_WORK TO COMPLETE_.
Return the following records line for line without any changes, omitting the pictures.

_Point annotation dataset records_.
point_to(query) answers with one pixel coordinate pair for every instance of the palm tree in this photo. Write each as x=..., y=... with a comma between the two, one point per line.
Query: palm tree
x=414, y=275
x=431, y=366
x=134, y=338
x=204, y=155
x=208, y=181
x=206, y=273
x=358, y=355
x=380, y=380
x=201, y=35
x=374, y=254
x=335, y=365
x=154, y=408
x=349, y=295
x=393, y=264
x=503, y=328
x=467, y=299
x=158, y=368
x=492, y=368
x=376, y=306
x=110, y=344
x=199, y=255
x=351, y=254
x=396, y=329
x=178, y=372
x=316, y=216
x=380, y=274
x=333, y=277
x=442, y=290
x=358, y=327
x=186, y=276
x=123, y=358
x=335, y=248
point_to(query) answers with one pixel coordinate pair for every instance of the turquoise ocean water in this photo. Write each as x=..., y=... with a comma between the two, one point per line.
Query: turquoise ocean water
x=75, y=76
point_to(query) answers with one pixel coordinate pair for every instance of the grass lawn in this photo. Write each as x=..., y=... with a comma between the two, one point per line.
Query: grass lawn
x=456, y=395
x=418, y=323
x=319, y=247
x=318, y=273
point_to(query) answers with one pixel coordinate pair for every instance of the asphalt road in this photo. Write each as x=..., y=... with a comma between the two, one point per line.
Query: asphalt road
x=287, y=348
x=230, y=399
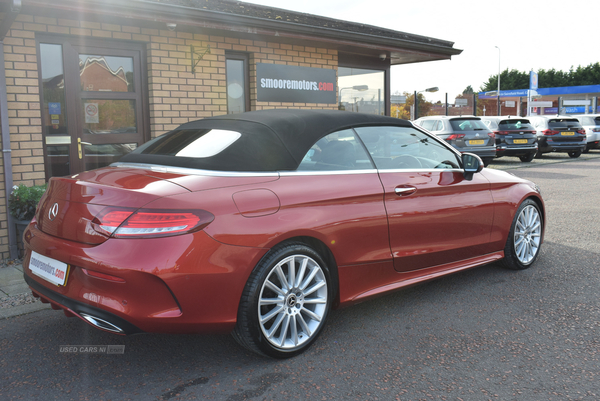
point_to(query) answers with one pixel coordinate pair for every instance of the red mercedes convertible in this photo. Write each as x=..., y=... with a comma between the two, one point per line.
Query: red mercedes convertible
x=259, y=223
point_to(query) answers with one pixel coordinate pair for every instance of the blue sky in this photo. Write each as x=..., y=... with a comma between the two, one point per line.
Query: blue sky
x=530, y=34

_RESULT BELOW_.
point_to(query) answers with one pixel coordinate pair for every instance of the palm tree in this photo. Write each as x=..., y=... with a comma between the two, one point per line.
Query: palm tree
x=414, y=275
x=431, y=366
x=134, y=338
x=204, y=155
x=208, y=181
x=206, y=273
x=358, y=355
x=380, y=380
x=201, y=35
x=374, y=254
x=335, y=365
x=154, y=408
x=349, y=295
x=393, y=264
x=503, y=328
x=467, y=299
x=158, y=368
x=492, y=368
x=376, y=306
x=110, y=344
x=199, y=255
x=351, y=254
x=396, y=329
x=178, y=372
x=316, y=216
x=380, y=274
x=333, y=277
x=442, y=290
x=358, y=327
x=186, y=276
x=123, y=358
x=335, y=248
point_to(query) answers with one pixel coordinate pair for every instance of the turquoise ocean water in this photo. Write each as x=..., y=... with a comma between the two, one point per line.
Query: turquoise ocean water
x=75, y=76
point_to(query) answers with one pixel coordinate pair for every instance of the grass lawn in this photo. Write each as x=..., y=... with a comma between the two, one point per line.
Query: grass lawn
x=456, y=395
x=418, y=323
x=319, y=247
x=318, y=273
point_to(query) answers with one pixel coordinate pair for every instance of the asphalt road in this photo. Write each as x=..., y=... with a comma between the two, one point per line.
Query: asphalt road
x=287, y=348
x=230, y=399
point_to(query) answers with one pixel coordinate pair for every instance of the red mercedes convertible in this photo. Write each as x=..., y=... with a comma between the two, one point per line.
Query: red mercedes convertible
x=259, y=223
point_to(query) answers with one pixel coordinate pair for every instance of the blue sky in this photo. Write each as x=..., y=... with a comma between the two, one point per line.
Query: blue sky
x=530, y=34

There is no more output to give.